- EXERCISE DESCRIPTION:
Copy every line below precisely as it appears.

Dataset entries
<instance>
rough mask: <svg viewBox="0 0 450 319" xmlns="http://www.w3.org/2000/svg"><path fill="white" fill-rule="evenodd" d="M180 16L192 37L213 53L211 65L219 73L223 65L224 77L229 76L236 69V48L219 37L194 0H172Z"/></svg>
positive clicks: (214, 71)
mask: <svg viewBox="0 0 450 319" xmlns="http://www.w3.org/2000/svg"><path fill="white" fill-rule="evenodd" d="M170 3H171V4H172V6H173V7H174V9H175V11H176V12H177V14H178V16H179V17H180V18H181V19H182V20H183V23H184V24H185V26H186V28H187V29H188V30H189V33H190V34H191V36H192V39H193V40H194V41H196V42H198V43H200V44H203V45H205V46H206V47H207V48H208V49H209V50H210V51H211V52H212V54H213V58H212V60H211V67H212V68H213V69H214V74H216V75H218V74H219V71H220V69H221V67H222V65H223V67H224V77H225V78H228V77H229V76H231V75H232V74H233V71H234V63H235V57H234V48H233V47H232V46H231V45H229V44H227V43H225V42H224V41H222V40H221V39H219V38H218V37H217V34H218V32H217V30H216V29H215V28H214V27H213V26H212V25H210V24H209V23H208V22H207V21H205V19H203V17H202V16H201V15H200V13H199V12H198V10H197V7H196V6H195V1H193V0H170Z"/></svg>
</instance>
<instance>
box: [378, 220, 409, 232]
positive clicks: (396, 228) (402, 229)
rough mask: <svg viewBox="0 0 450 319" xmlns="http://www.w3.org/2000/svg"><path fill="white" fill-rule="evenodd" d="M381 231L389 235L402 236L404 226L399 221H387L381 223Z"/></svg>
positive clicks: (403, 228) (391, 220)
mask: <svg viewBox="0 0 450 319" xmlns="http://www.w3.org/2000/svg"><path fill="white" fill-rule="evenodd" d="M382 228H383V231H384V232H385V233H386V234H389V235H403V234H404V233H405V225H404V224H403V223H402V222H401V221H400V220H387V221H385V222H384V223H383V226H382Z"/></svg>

- OUTPUT BELOW:
<instance>
rough mask: <svg viewBox="0 0 450 319" xmlns="http://www.w3.org/2000/svg"><path fill="white" fill-rule="evenodd" d="M180 16L192 37L213 53L211 65L219 73L223 65L224 77L229 76L236 69V48L219 37L194 0H172Z"/></svg>
positive clicks: (214, 71)
mask: <svg viewBox="0 0 450 319" xmlns="http://www.w3.org/2000/svg"><path fill="white" fill-rule="evenodd" d="M170 3H171V4H172V6H173V7H174V9H175V11H176V12H177V14H178V16H179V17H180V18H181V19H182V20H183V23H184V24H185V26H186V28H187V29H188V30H189V33H190V34H191V36H192V39H193V40H194V41H196V42H198V43H200V44H203V45H205V46H206V47H207V48H208V49H209V50H210V51H211V52H212V54H213V58H212V60H211V67H212V68H213V69H214V74H216V75H218V74H219V71H220V69H221V67H222V65H223V67H224V77H225V78H228V77H229V76H231V75H232V74H233V71H234V63H235V57H234V48H233V47H232V46H231V45H229V44H227V43H225V42H224V41H222V40H221V39H219V38H218V37H217V34H218V32H217V30H216V29H215V28H214V27H213V26H212V25H210V24H209V23H208V22H207V21H205V19H203V17H202V16H201V15H200V13H199V12H198V10H197V7H196V6H195V1H193V0H170Z"/></svg>
</instance>
<instance>
box: [378, 220, 409, 232]
positive clicks: (396, 228) (402, 229)
rough mask: <svg viewBox="0 0 450 319" xmlns="http://www.w3.org/2000/svg"><path fill="white" fill-rule="evenodd" d="M381 231L389 235L402 236L404 226L399 221H387L381 223Z"/></svg>
positive clicks: (403, 228) (391, 220)
mask: <svg viewBox="0 0 450 319" xmlns="http://www.w3.org/2000/svg"><path fill="white" fill-rule="evenodd" d="M382 228H383V231H384V232H385V233H386V234H389V235H403V234H404V233H405V225H404V224H403V223H402V222H401V221H400V220H387V221H385V222H384V223H383V226H382Z"/></svg>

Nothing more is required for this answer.